The way you intersect in my life

“… And then I learnt that people come and go, we are planets, we orbit around each other, and that’s okay.”

“… It’s more than honour(ing non attachment). It’s the understanding that we are all humans, we are all on our own journeys. We are all suffering in some form and sometimes we are in certain places that we just don’t have the ability to meet in the middle and hold onto the other person. It was beautiful while it lasted but it needs to end here. We might meet again in a better place, maybe we might not. And that’s completely fine too.”

There was a time when I wanted to write without living. My living, feeling, understanding was done through stories typed away at keyboards ill-fitted to my fingers. Screens more ill suited to my eyes. It was a strange desire of mine, to fit oh so perfectly into the world, only insofar as I could live through writing. I never wanted to go up to someone, strike a conversation, have a poetically discursive exchange with like minded people. Or not like minded people. Any people really. In fact, I expected to whittle away hurtling into a book of my own tinkering. Or art, I wasn’t particularly picky, for a while, till english caught my heart.

And then life caught my heart more. Shackled my soul with glittering chains. So very scintillating that I was enamoured, maybe for the very first time.

That’s besides the point anyways.

It took me time to understand that living was necessary. Vital. It was a prerequisite to writing, reading, breathing. Crucial to comprehending the self and that that is outside the self. You may call it other, the world, god perhaps, not particularly pedantic about it.

I write here. This place stores my art, which is primarily in the form of my thoughts, feelings, writings. (Must admit, I am still horrified at how horrid the literature I produce sounds in my head. It feels and sounds like an absolute atrocity, to me. And yet, I am deeply aware of how it lays on someone else’s skin.)

Sometimes, a lot of the time actually, my writings are intricate intersections of my experience in concurrence with other persons’. Perhaps it is narcissistic of me to think of it like this. Of how one interaction changes me personally, the other person equivalent to a prop. Interchangable, maybe even expendable. But that is the point. They are neither.

They were a planet that came dangerously close to mine. Almost scraped the surface even.

We orbit around each other. Sometimes close, other times further than we thought we would ever be. Maybe even deliberately clashing into each other now and then. Every so often, we leave the planet and continue our journey into a different part of the galaxy. Or maybe we collide and take a little of each other into ourselves. Mutable, but still a part of the other is deeply embedded in our self. For better or for worse.

We orbit around each other, too close, too far. We are just planets orbiting around each other.

It’s poetic, isn’t it? It is indeed, till it hurts and we have to reflect on it.

----

:: What to do ::
- 1) Answer these about the essay, one line each:
(a) What did the writer once want to do without living?
(b) What caught the writer's heart before life did?
(c) What does the writer call living a prerequisite to?
- 2) In the essay, the writer names the forms their art mainly takes. List them.
The listing that comes next has nothing to do with the essay.

----

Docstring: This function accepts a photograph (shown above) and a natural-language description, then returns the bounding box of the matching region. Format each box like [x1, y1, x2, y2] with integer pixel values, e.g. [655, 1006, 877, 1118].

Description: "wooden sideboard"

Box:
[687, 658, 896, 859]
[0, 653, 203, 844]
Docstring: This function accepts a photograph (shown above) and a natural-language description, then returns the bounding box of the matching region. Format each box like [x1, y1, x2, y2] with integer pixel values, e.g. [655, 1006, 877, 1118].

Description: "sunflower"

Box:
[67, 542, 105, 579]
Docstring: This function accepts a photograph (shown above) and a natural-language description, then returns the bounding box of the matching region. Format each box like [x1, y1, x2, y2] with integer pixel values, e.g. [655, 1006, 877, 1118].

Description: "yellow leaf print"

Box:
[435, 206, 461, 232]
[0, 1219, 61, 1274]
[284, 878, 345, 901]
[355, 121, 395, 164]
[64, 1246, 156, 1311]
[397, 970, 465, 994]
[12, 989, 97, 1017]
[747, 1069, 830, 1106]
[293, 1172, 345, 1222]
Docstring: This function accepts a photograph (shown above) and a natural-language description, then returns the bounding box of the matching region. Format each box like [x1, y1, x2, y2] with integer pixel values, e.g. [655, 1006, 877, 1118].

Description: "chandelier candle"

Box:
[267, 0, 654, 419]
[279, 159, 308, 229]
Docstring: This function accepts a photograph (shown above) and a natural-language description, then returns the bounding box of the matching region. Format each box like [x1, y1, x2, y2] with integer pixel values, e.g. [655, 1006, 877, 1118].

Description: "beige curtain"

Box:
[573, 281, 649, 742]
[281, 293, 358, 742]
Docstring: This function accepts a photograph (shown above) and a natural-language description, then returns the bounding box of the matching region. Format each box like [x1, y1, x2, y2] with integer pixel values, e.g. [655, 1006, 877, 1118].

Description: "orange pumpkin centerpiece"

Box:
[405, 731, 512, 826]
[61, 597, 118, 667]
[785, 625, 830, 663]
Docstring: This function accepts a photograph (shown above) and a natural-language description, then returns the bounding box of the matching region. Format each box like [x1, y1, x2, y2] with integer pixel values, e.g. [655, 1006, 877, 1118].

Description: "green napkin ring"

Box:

----

:: Responses ::
- 1)
(a) Write.
(b) English.
(c) Writing, reading, and breathing.

- 2) Thoughts, feelings, writings.